§ PROBLEM REQUIREMENTS
Output exactly the lines that run from the top of the entries to the line holding "negative clicks: (83, 188) (63, 276)", including both of those lines.

§ GIVEN DATA
↓↓↓
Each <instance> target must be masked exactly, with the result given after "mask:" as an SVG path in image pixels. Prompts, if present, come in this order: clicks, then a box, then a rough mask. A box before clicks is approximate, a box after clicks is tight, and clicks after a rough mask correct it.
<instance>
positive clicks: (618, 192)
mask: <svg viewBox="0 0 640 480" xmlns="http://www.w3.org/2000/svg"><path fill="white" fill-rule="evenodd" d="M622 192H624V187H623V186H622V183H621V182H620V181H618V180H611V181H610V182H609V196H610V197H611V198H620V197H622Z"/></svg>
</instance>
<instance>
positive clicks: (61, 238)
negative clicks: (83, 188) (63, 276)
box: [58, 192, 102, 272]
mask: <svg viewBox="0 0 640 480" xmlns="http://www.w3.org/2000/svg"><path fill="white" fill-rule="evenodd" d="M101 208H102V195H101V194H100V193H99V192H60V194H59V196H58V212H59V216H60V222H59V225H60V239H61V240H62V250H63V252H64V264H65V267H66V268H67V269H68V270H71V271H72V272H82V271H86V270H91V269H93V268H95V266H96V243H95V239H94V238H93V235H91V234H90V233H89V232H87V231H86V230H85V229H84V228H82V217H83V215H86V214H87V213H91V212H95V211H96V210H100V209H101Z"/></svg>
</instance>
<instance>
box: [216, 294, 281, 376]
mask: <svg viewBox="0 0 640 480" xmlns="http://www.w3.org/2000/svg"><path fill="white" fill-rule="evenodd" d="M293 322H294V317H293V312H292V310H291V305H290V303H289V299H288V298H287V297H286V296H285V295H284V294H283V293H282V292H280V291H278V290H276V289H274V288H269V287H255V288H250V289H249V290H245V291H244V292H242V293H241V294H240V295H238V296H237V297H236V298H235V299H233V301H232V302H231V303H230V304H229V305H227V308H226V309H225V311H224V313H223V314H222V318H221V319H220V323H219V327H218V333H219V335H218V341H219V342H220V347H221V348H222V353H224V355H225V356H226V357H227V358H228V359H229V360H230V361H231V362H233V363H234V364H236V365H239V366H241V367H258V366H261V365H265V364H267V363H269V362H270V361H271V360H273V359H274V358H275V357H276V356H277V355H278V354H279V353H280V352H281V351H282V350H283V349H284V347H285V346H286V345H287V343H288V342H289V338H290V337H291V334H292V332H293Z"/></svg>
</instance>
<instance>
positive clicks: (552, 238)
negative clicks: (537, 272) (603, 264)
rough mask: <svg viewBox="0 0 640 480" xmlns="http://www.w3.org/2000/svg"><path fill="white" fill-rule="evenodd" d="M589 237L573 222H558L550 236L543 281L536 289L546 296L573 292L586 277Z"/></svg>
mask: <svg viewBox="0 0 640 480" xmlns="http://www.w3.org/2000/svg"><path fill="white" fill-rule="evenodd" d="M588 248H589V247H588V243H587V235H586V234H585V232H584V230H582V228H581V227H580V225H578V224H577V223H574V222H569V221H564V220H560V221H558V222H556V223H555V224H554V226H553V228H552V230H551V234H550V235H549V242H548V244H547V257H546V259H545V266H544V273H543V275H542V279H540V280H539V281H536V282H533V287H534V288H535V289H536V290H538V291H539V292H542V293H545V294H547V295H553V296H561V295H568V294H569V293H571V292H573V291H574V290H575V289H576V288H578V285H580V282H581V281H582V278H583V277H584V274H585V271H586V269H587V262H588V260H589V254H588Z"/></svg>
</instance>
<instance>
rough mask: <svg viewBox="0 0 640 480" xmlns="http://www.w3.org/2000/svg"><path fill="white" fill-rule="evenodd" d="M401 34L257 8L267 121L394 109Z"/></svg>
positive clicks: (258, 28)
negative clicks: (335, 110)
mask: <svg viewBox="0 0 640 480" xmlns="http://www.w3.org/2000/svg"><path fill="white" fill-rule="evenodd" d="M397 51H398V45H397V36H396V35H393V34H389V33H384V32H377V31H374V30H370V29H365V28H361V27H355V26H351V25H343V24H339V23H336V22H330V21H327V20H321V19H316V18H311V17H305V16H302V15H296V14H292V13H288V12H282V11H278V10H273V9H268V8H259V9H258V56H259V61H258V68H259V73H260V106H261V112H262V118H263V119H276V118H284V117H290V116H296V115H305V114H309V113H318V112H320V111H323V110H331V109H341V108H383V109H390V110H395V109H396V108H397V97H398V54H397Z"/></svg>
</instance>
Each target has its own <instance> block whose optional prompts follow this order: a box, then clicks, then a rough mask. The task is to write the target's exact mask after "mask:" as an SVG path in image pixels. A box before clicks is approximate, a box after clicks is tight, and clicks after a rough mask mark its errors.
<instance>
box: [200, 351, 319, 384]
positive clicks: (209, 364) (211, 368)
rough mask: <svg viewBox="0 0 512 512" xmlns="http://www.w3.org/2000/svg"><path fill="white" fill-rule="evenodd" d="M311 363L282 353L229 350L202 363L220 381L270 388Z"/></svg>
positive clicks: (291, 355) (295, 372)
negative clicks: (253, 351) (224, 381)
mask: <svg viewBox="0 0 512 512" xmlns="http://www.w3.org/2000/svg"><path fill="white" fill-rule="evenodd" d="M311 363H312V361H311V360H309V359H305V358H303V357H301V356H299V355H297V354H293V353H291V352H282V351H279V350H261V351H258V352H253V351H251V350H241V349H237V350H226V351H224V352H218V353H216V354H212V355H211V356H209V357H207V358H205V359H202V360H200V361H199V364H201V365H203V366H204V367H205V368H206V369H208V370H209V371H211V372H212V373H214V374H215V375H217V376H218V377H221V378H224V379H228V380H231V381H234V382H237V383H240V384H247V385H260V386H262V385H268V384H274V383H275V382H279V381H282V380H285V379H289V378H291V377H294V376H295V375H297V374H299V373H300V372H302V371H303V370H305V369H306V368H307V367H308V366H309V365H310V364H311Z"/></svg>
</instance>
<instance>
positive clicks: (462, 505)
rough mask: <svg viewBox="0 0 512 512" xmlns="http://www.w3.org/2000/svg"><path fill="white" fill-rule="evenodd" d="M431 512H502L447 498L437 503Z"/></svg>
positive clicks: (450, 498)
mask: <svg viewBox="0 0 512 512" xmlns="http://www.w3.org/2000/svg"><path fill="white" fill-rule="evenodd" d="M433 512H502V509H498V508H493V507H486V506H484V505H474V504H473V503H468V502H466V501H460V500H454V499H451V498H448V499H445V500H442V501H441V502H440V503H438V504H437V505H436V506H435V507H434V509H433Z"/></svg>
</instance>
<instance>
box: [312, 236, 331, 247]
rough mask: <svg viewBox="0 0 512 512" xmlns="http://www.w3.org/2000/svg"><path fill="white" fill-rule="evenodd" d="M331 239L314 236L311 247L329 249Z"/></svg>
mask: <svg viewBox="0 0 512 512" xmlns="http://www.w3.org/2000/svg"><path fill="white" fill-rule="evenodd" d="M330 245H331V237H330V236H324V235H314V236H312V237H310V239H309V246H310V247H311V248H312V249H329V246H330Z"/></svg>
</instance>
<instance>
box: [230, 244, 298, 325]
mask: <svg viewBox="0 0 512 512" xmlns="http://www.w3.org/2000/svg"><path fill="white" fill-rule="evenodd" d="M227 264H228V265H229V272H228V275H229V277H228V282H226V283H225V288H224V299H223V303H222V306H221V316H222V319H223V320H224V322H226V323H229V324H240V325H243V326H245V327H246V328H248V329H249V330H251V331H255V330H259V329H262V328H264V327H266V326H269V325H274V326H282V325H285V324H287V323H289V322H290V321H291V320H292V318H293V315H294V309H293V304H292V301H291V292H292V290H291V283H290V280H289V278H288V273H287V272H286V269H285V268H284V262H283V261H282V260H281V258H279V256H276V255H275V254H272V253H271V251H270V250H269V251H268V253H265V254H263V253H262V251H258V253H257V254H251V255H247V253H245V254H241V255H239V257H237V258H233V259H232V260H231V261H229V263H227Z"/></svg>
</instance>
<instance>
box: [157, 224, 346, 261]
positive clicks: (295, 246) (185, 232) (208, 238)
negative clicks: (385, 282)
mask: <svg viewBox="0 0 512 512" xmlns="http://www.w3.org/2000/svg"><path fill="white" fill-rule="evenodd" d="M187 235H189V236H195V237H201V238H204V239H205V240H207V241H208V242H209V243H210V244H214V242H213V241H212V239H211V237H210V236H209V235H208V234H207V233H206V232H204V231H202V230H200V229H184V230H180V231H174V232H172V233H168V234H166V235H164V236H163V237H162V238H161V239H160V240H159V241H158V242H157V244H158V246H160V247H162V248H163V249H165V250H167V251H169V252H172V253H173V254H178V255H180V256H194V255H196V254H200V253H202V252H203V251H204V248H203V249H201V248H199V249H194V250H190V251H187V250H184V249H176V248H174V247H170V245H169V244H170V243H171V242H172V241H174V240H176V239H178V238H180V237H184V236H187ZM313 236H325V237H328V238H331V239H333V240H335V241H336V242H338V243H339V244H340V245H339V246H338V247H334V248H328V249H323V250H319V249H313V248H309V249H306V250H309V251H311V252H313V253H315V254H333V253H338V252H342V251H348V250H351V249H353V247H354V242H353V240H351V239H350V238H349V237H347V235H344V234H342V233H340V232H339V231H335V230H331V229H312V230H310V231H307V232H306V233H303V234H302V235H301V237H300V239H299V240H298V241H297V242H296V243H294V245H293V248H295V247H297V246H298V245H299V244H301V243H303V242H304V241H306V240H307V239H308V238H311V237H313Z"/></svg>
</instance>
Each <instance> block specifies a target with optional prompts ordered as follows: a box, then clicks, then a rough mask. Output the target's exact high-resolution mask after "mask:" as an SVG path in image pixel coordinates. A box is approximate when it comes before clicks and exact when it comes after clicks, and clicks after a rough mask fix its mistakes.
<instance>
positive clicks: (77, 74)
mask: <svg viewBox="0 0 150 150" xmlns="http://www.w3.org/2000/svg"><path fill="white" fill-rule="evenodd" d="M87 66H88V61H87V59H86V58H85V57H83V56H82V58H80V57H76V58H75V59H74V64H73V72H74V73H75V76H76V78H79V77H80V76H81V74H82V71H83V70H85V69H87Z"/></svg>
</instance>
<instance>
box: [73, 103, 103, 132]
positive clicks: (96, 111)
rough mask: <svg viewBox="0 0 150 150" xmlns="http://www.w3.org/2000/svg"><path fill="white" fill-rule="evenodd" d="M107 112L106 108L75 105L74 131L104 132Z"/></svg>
↑↑↑
§ THE COMPLETED TASK
Each <instance> target must be masked exactly, with the result given after "mask:" as an SVG path in image pixels. Prompts, if present, come in this order: clicks, then a box, then a rough mask. A box before clicks is approximate, a box after clicks is tight, and clicks after a rough mask correct it.
<instance>
positive clicks: (618, 192)
mask: <svg viewBox="0 0 640 480" xmlns="http://www.w3.org/2000/svg"><path fill="white" fill-rule="evenodd" d="M622 192H624V187H623V186H622V183H621V182H620V181H618V180H611V181H610V182H609V196H610V197H611V198H620V197H622Z"/></svg>
</instance>
<instance>
positive clicks: (61, 238)
negative clicks: (83, 188) (63, 276)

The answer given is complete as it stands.